Tasks:
A: From the PET study text, echo the passage from "We here present" up to and including "PET results .".
B: In the PET study text, which brain regions are named as mGluR5-rich where Figure 1 shows [18F]PSS232 binding? List them all.
---------- Text shown
We here present our study assessing the feasibility of using the novel 18F-labelled mGluR5 antagonist [18F]PSS232  to measure in vivo fluctuation of endogenous glutamate levels in the rat brain by PET imaging. The results of this study should potentially shed more light on the utility of [18F]PSS232 for measuring mGluR5 availability after drug-induced perturbation of glutamate levels in the rat brain. We already reported on the kinetics of [18F]PSS232 in the rat brain and established the model-independent area-under-the-curve ratio method for robust quantification of PET results .
Given the contradictory results obtained in rats using [11C]ABP688, we applied two different pharmacological challenges of altering glutamate levels. We used (i) subanesthetic doses of ketamine, an NMDA receptor antagonist known to increase glutamate release [22,23] and (ii) the GLT-1 activator ceftriaxone, known to reduce glutamate levels. Furthermore, we compared the effects of racemic and S-ketamine on mGluR5 availability since a number of studies have suggested a two-fold higher potency for S-ketamine compared to racemic or R-ketamine [24,25,26]. Finally, in contrast to previous studies that used bolus injections to modulate glutamate release, we compared the effect of bolus injection and infusion of the three drugs.
2.1. In Vitro Effects of Racemic Ketamine, S-Ketamine or Ceftriaxone on [18F]PSS232 Binding
To exclude direct binding of either racemic ketamine, S-ketamine or ceftriaxone to mGluR5, we performed in vitro autoradiography using rat brain slices. Figure 1 shows [18F]PSS232 binding to mGluR5-rich regions such as the striatum, hippocampus, cortex, cortex cingulate and bulbus olfactorius. The cerebellum with low mGluR5 density showed less [18F]PSS232 binding. This binding pattern was not altered when the brain slices were co-incubated with either racemic ketamine, S-ketamine or ceftriaxone compared to the vehicle. This result indicates that there is no direct interference of these pharmaceuticals with the binding site of [18F]PSS232 to mGluR5. In addition, after co-incubation of rat brain slices with L-glutamate, we found no competition between L-glutamate and [18F]PSS232 binding to mGluR5. As expected, the binding of [18F]PSS232 was abolished upon co-incubation with the two mGluR5 antagonists, MMPEP and ABP688.
--------------------
---------- Information given
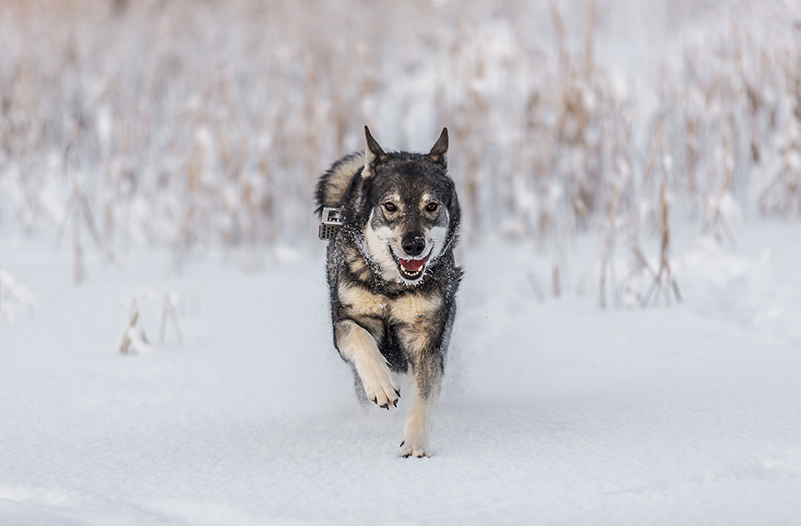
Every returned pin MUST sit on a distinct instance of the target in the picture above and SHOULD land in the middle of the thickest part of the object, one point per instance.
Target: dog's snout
--------------------
---------- Information given
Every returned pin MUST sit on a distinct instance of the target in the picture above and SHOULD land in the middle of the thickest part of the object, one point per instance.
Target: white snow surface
--------------------
Results:
A:
We here present our study assessing the feasibility of using the novel 18F-labelled mGluR5 antagonist [18F]PSS232  to measure in vivo fluctuation of endogenous glutamate levels in the rat brain by PET imaging. The results of this study should potentially shed more light on the utility of [18F]PSS232 for measuring mGluR5 availability after drug-induced perturbation of glutamate levels in the rat brain. We already reported on the kinetics of [18F]PSS232 in the rat brain and established the model-independent area-under-the-curve ratio method for robust quantification of PET results .

B:
- striatum
- hippocampus
- cortex
- cortex cingulate
- bulbus olfactorius